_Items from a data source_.
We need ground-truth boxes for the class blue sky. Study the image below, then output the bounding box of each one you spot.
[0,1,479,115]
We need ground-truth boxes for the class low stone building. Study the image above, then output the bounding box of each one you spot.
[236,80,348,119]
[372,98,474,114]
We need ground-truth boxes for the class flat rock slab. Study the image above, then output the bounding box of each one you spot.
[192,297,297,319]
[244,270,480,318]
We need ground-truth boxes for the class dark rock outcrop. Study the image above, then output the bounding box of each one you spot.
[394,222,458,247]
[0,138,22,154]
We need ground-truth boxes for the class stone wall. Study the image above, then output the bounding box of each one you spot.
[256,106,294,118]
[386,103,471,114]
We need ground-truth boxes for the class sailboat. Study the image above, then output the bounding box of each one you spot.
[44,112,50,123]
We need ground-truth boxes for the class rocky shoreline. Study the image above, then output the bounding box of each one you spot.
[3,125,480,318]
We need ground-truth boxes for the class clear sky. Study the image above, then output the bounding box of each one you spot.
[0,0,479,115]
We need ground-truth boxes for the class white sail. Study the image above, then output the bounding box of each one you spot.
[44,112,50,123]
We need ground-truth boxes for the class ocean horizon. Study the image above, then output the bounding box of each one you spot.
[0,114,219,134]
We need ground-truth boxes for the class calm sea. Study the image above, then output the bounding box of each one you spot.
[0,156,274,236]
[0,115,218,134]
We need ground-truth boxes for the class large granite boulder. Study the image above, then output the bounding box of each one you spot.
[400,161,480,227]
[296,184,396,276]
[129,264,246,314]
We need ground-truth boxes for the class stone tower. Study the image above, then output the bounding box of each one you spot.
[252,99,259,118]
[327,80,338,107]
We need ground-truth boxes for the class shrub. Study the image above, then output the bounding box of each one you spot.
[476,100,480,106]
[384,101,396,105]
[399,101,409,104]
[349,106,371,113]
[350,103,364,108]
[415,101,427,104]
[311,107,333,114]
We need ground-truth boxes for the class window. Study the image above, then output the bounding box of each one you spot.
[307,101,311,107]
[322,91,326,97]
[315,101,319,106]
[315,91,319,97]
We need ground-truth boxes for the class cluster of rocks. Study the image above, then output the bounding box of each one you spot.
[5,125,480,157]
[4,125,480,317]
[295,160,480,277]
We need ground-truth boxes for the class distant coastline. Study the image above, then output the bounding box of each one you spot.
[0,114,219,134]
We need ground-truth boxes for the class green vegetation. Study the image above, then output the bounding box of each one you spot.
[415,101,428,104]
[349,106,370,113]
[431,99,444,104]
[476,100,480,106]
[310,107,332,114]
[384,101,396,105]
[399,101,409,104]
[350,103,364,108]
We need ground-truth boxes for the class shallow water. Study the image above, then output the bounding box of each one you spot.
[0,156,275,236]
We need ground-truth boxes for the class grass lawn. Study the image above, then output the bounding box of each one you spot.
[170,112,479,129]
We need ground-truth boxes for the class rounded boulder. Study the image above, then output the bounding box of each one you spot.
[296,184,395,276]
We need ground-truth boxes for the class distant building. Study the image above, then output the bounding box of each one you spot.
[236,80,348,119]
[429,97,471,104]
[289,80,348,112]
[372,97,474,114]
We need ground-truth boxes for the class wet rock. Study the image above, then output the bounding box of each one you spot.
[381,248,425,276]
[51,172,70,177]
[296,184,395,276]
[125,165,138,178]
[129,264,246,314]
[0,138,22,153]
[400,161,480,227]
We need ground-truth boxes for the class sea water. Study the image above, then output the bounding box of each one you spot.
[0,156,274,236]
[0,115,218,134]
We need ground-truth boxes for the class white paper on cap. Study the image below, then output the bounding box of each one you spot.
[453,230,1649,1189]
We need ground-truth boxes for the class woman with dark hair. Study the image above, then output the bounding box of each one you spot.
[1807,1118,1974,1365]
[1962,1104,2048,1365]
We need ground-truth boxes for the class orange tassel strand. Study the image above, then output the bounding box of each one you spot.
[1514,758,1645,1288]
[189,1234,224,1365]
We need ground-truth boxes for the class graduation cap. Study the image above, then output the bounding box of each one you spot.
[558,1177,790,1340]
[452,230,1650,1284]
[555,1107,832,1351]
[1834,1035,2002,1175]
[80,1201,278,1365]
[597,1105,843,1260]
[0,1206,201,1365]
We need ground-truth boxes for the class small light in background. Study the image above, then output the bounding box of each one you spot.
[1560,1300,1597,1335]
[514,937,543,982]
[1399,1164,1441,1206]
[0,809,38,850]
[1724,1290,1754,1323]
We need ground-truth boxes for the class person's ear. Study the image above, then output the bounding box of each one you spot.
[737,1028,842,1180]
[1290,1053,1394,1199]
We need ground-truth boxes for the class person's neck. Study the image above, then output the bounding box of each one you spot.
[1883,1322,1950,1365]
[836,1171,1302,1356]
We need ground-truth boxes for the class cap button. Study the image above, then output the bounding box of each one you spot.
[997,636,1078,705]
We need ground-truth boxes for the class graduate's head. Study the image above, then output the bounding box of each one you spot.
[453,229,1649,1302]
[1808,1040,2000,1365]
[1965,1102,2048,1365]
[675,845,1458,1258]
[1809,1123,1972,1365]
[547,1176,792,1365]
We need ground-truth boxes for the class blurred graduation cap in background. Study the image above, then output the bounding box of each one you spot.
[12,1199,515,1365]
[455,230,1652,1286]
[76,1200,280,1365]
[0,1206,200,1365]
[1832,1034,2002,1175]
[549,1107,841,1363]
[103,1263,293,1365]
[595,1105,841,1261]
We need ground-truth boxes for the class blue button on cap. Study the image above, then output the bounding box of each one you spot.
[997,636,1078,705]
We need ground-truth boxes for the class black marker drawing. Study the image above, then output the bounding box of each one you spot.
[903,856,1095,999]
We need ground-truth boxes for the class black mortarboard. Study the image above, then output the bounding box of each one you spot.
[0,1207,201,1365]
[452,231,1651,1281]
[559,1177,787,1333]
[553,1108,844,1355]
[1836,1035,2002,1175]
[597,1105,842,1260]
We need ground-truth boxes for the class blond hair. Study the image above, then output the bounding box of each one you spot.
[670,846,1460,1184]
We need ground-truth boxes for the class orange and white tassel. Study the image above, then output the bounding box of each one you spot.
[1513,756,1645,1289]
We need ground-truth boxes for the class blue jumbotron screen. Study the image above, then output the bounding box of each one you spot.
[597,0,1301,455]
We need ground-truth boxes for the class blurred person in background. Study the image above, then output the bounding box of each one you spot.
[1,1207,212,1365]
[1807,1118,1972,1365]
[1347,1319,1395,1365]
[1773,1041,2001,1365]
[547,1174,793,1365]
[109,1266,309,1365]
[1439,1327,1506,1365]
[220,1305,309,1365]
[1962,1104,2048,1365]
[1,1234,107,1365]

_Problem to solve_.
Every record must be retyped so that it matches the original exactly.

_Solution to the exercise_.
We need ground-truth boxes for the class blue sky. Study the image below, then output the bounding box of each one you spot.
[0,1,479,115]
We need ground-truth boxes for the class low stone building. Study the image above, then output the bounding box of each one you spot.
[236,80,348,119]
[372,98,474,114]
We need ground-truth boxes for the class flat rock slab. Study the image above, then output the bounding box of each one you spot.
[192,297,297,319]
[244,270,480,318]
We need ground-truth boxes for the class dark rock outcrop. Study the image above, then output the bounding box of each one you spot.
[394,222,458,247]
[0,138,22,154]
We need ground-truth boxes for the class stone wall. Study the image above, then output the bounding box of each one you spot.
[256,106,294,118]
[386,103,471,114]
We need ground-truth boxes for the class sailboat. Study the image above, then output the bounding box of each one you spot.
[44,112,50,123]
We need ground-truth boxes for the class rocky shoreline. Study the image above, then output the bounding box of each one you spot.
[3,125,480,318]
We need ground-truth boxes for the class clear sky. Study the image above, then output the bounding box of each one you spot.
[0,0,479,115]
We need ground-truth boxes for the class white sail. Study the image above, then output the bounding box of each one you spot.
[44,112,50,123]
We need ground-truth boxes for the class ocean horizon. Study the image above, then output the bounding box of each one you spot.
[0,114,219,134]
We need ground-truth boxes for the class calm sea. Study the image above, then output the bounding box of each one you spot.
[0,156,274,236]
[0,115,218,134]
We need ground-truth boxes for the class large granite boulder. Study the image above, then output the bounding box of each one you spot.
[400,161,480,227]
[296,184,396,276]
[129,264,246,314]
We need ground-truth boxes for the class stone tower. Study the image above, then output the bounding box of each one you spot.
[252,99,259,118]
[327,80,338,107]
We need ground-truth boxes for the class shrub. Study the image above, then output the bounding box of each one you spot.
[476,100,480,106]
[384,101,396,105]
[399,101,409,104]
[349,106,371,113]
[350,103,364,108]
[415,101,427,104]
[311,107,333,114]
We need ground-truth boxes for the class window. Study the image above, then output the bounding box of each one you spot.
[307,101,311,107]
[322,91,326,97]
[315,101,319,106]
[315,91,319,97]
We need ground-truth boxes for the class cluster of rocks. Study the image above, then output the bounding box of each one you spot.
[5,125,480,157]
[4,125,480,317]
[295,160,480,277]
We need ground-truth boxes for the class distant coastline. Study the image above, then output the bounding box of each one you spot.
[0,114,219,134]
We need ground-truth boxes for the class green vegetation. Study the image above, then output the bounding box of each one you spot.
[415,101,428,104]
[349,106,370,113]
[431,99,444,104]
[476,100,480,106]
[310,107,332,114]
[384,101,396,105]
[399,101,409,104]
[350,103,364,108]
We need ground-truth boxes for the class shallow water. Study the image above, then output the bounding box of each one you spot.
[0,156,275,236]
We need ground-truth boxes for the class grass lawn. Study the image above, then output the bounding box of each one you spot.
[170,112,479,129]
We need ground-truth boxes for the class rounded boulder. Study the image above, then output the bounding box of each one you spot.
[296,184,395,276]
We need ground-truth boxes for the class distant building. Study the image above, then output the bounding box of each one you spot.
[236,80,348,119]
[429,97,471,104]
[289,80,348,112]
[372,97,474,114]
We need ground-truth boxes for the class wet rock. Study the image above, then output the bounding box of each one you spot.
[381,248,425,276]
[51,172,70,177]
[296,184,395,276]
[125,165,138,178]
[129,264,246,314]
[0,138,22,153]
[400,161,480,227]
We need ground-truth boxes for the class sea water. Study the image above, then output the bounding box of each one you spot.
[0,156,274,236]
[0,115,218,134]
We need ground-truth boxes for the class white paper on cap. Study the image below, then output the bounding box of each one you spot.
[453,230,1649,1189]
We need ground-truth boxes for the class woman with dark hair. Study the image above, then output the bounding box of each one you spot.
[1807,1118,1974,1365]
[1962,1104,2048,1365]
We need ground-truth boxes for the class orange tassel strand. Study the image above, then output the bounding box of each one you spot.
[1514,758,1645,1288]
[189,1234,224,1365]
We need ground-truth boxes for the class graduation cap. Study the image above, then output the bounding box of each one you spot.
[558,1177,790,1340]
[452,230,1650,1284]
[555,1107,832,1351]
[1834,1035,2002,1175]
[80,1201,278,1365]
[597,1105,843,1260]
[0,1206,201,1365]
We need ground-truth boxes for the class small light in background. Study the image above, then output the bounding box of each one you spot.
[1560,1300,1597,1335]
[514,937,543,982]
[1399,1164,1441,1206]
[0,809,38,850]
[1724,1290,1754,1323]
We need ground-truth boxes for the class person's ear. Study the image above, then output the bounding box of each one you spot.
[737,1028,842,1180]
[1290,1053,1394,1199]
We need ground-truth boxes for the class person's neck. Study the image above, then output the bounding box of each one you spot.
[1883,1322,1950,1365]
[836,1171,1302,1356]
We need ground-truth boxes for the class cap button. Study the image above, then output the bounding box of each one you spot.
[997,636,1078,705]
We need ground-truth boxes for the class graduate's head. Study the image above, then output the bounding box of each one you spot.
[453,229,1649,1302]
[1808,1040,2000,1365]
[1965,1102,2048,1365]
[675,845,1458,1258]
[1809,1123,1972,1365]
[547,1176,792,1365]
We need ground-truth boxes for the class blurred graduation cap in background. Study the image above, then output the bounding box of each one you spot.
[12,1199,515,1365]
[455,230,1652,1286]
[76,1200,280,1365]
[0,1206,200,1365]
[1832,1034,2002,1175]
[549,1107,841,1363]
[103,1263,293,1365]
[595,1105,841,1261]
We need ground-truth boxes for the class blue button on cap. Study the image above, then output the bounding box of each one you spot.
[997,636,1078,705]
We need ground-truth boxes for the class black marker drawing. Study the image above, then output the bounding box of each one you spot.
[903,856,1095,999]
We need ground-truth boxes for the class black mortarboard. Study the image above, then output the bounding box of each one you spot.
[0,1207,201,1365]
[452,231,1651,1281]
[559,1177,787,1333]
[553,1108,844,1355]
[1836,1035,2002,1175]
[597,1105,842,1260]
We need ground-truth boxes for the class blond hair. Study the image above, then output the bounding box of each one you spot.
[670,846,1460,1184]
We need ground-truth boxes for the class orange and white tassel. Study the image above, then output the bounding box of each one you spot.
[1513,756,1645,1289]
We need ground-truth boxes for the class blue jumbotron screen. Study the image above, then output the bounding box of each one you spot.
[597,0,1301,455]
We need ground-truth boxes for the class blurred person in background. Study the image above, then output the bounding box of each one you spot.
[1,1207,212,1365]
[1807,1118,1972,1365]
[1347,1319,1395,1365]
[1773,1041,2001,1365]
[547,1174,793,1365]
[109,1266,309,1365]
[1439,1327,1506,1365]
[220,1305,309,1365]
[1962,1104,2048,1365]
[1,1234,107,1365]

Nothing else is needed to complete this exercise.